SELECTED EXCERPT:
________
Figure 8 shows two examples from the Cifar-10 test dataset for a Concorde aircraft and a Jeep vehicle, respectively, in 32x32 default resolution. Figure 9 shows the constructed 100 atom (with r = 10) of the same image used for inference. The entire test dataset has been transformed to the compressed domain - that is a reduced set of basis elements has been determined - and used for inference. The trained model on 50,000 reconstructed images yields 91% accuracy when applied on the transformed dataset of Figure 8. Larger images

Learning dictionaries on a small dataset can be unhealthy as shown here (Gamma * D): This experiment is conducted to show the impact of learning small dictionaries on small datasets (dic_size = 5 and sparsity = 2). In some embodiments, the Yolo-v2 model (one of the world’s object recognition frameworks with a 33 layer CNN) is used to train on the car dataset. The pipeline is as described above. The image sets are in the CS (compressive sensing, i.e. training based on a sub-set of data as described above) domain so the amount of data per pixel is significantly reduced (1 , 3, 4). The training phase (2) is supposed to show significant improvement due to the reduced number of features required to be learnt.
________
[Data listing]
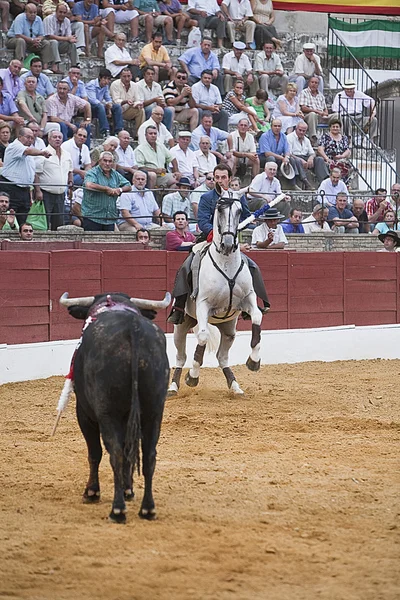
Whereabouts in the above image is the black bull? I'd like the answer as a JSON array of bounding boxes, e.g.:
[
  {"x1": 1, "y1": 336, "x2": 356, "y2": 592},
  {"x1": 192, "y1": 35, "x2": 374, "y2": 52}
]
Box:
[{"x1": 61, "y1": 294, "x2": 169, "y2": 522}]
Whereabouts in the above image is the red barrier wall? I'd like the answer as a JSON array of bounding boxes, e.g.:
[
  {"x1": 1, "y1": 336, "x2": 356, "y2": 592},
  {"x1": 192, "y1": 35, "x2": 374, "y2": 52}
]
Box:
[{"x1": 0, "y1": 244, "x2": 400, "y2": 344}]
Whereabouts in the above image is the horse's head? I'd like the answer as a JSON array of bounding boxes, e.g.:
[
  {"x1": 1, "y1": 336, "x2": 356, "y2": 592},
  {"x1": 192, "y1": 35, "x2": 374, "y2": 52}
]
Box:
[{"x1": 213, "y1": 196, "x2": 242, "y2": 256}]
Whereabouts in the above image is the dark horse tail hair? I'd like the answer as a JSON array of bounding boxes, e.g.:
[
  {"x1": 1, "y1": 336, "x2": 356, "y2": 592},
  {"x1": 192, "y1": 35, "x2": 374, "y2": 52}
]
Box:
[{"x1": 125, "y1": 319, "x2": 142, "y2": 474}]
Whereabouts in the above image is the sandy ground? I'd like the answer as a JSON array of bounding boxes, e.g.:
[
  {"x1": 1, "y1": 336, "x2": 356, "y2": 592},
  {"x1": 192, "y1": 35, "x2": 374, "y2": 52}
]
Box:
[{"x1": 0, "y1": 361, "x2": 400, "y2": 600}]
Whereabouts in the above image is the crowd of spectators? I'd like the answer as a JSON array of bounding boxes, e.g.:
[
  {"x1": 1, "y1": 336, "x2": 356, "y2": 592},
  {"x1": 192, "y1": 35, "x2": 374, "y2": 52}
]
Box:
[{"x1": 0, "y1": 0, "x2": 400, "y2": 250}]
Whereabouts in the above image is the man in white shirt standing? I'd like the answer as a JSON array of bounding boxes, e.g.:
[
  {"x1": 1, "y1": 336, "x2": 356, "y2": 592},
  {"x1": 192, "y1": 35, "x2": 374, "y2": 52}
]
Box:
[
  {"x1": 331, "y1": 79, "x2": 378, "y2": 141},
  {"x1": 290, "y1": 43, "x2": 324, "y2": 93},
  {"x1": 221, "y1": 0, "x2": 256, "y2": 48},
  {"x1": 222, "y1": 42, "x2": 258, "y2": 96}
]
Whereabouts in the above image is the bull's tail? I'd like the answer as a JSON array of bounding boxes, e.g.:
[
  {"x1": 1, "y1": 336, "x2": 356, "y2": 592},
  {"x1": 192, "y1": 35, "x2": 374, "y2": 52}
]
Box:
[{"x1": 125, "y1": 324, "x2": 142, "y2": 473}]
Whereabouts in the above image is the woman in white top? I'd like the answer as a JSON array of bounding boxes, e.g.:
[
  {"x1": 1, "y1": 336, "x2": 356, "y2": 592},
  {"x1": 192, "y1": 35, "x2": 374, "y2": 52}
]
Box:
[{"x1": 272, "y1": 83, "x2": 304, "y2": 133}]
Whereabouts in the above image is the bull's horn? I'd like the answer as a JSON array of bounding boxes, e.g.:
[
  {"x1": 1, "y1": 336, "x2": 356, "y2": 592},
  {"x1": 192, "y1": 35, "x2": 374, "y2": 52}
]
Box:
[
  {"x1": 60, "y1": 292, "x2": 94, "y2": 306},
  {"x1": 131, "y1": 292, "x2": 171, "y2": 310}
]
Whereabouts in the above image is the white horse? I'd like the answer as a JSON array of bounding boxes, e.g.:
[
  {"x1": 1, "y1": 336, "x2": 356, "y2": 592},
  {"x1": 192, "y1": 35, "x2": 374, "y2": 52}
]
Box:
[{"x1": 169, "y1": 198, "x2": 262, "y2": 396}]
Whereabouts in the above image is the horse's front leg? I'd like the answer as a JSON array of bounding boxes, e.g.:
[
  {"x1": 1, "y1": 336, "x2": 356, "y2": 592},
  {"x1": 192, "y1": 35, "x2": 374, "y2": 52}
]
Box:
________
INSTRUCTIONS:
1: Answer these questions about the excerpt on compressed-domain training:
(a) What accuracy does the model trained on 50,000 reconstructed images reach on the transformed dataset?
(b) What dictionary size and sparsity are used in the small-dictionary experiment?
(c) How many CNN layers does the Yolo-v2 model have?
2: Rewrite everything in the rows from the line containing "Whereabouts in the above image is the man" down to the end of the rows, changing "bull's" to "steer's" and leaving all else unchanged. Give only those lines.

SOLVED TASKS:
1:
(a) 91%
(b) dic_size = 5 and sparsity = 2
(c) 33

2:
Whereabouts in the above image is the man in white shirt standing? I'd like the answer as a JSON array of bounding boxes, e.g.:
[
  {"x1": 1, "y1": 336, "x2": 356, "y2": 592},
  {"x1": 192, "y1": 35, "x2": 374, "y2": 52}
]
Box:
[
  {"x1": 331, "y1": 79, "x2": 378, "y2": 141},
  {"x1": 290, "y1": 43, "x2": 324, "y2": 93},
  {"x1": 221, "y1": 0, "x2": 256, "y2": 48},
  {"x1": 222, "y1": 42, "x2": 258, "y2": 96}
]
Whereabouts in the above image is the steer's tail? I'd like the answer as a JSON array of bounding boxes, e.g.:
[
  {"x1": 1, "y1": 336, "x2": 356, "y2": 592},
  {"x1": 192, "y1": 35, "x2": 374, "y2": 52}
]
Box:
[{"x1": 125, "y1": 324, "x2": 142, "y2": 473}]
Whereabouts in the above image is the woman in white top? I'd like the answer as a JSON array of bounding boxes, e.g.:
[
  {"x1": 1, "y1": 336, "x2": 356, "y2": 592},
  {"x1": 192, "y1": 35, "x2": 374, "y2": 52}
]
Box:
[{"x1": 272, "y1": 83, "x2": 304, "y2": 133}]
Whereabouts in the above image is the steer's horn? I'd like the answer as a JSON array of bounding boxes, e.g.:
[
  {"x1": 1, "y1": 336, "x2": 356, "y2": 592},
  {"x1": 192, "y1": 35, "x2": 374, "y2": 52}
]
Box:
[
  {"x1": 60, "y1": 292, "x2": 94, "y2": 306},
  {"x1": 131, "y1": 292, "x2": 171, "y2": 310}
]
Whereabouts in the above image is the white horse? I'd like the answer as a JSON array of bounding boxes, e.g.:
[
  {"x1": 1, "y1": 336, "x2": 356, "y2": 592},
  {"x1": 192, "y1": 35, "x2": 374, "y2": 52}
]
Box:
[{"x1": 169, "y1": 198, "x2": 262, "y2": 396}]
Whereabouts in the above image is the horse's front leg? I'd like the answer as a JSON array of bounding boxes, e.g.:
[
  {"x1": 1, "y1": 336, "x2": 356, "y2": 592},
  {"x1": 192, "y1": 35, "x2": 374, "y2": 52}
]
Box:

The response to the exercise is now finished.